== WRITTEN REQUEST ==
Gather each line of the entries below that contains the word "every" and reproduce those lines in full, in their original order.
** start of TASK MATERIAL **
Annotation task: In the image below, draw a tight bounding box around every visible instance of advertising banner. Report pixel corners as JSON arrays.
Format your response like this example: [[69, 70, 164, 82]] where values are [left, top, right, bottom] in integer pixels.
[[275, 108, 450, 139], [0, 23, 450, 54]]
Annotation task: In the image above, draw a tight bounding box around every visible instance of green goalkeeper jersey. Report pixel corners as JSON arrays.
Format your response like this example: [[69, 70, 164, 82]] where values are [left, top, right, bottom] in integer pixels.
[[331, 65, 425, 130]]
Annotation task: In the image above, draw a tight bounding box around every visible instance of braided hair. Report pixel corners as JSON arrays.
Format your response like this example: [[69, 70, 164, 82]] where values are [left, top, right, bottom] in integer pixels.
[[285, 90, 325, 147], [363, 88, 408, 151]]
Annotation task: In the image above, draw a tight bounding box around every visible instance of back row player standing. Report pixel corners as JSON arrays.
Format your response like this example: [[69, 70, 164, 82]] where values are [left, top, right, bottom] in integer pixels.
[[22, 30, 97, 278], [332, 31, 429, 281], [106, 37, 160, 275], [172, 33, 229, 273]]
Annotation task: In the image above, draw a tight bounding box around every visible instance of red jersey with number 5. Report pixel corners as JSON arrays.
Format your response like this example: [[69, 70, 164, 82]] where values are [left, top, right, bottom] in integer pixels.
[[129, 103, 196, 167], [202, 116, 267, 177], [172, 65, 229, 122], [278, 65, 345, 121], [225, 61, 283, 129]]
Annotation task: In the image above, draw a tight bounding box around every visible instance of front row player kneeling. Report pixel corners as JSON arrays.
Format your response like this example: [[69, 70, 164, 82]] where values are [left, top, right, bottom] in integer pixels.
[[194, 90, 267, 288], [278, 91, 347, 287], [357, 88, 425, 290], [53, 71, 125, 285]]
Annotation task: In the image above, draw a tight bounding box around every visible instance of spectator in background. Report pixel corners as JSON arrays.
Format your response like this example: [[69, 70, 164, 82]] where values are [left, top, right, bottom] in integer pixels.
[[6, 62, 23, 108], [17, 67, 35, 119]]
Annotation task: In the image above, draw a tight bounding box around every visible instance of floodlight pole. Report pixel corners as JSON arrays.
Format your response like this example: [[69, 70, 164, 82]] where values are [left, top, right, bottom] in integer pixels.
** end of TASK MATERIAL **
== RESULT OF THIS TASK ==
Annotation task: In the image below, draw a tight bounding box around every visible instance of advertising banner. Report pixel corners as JSON arrays.
Annotation task: In the image above, draw a tight bounding box around every visible instance of green goalkeeper jersey. Report pixel corners as JSON arrays.
Annotation task: In the image above, draw a tight bounding box around every visible instance of braided hair. Report pixel corners as JSON arrays.
Annotation task: In the image above, draw a tight bounding box around every visible instance of back row player standing. Report pixel corners as JSON arrays.
Annotation task: In the image above, draw a tight bounding box around every visible instance of red jersey with number 5. Report pixel corners as JSON arrays.
Annotation task: In the image above, draw a tight bounding box around every visible instance of front row player kneeling. Report pixel corners as JSON arrays.
Annotation task: In the image above, draw a tight bounding box around every visible instance of spectator in background. Report pixel corners as JSON arrays.
Annotation task: In the image above, draw a tight bounding box around every visible instance of floodlight pole. Report pixel corners as JSON arrays.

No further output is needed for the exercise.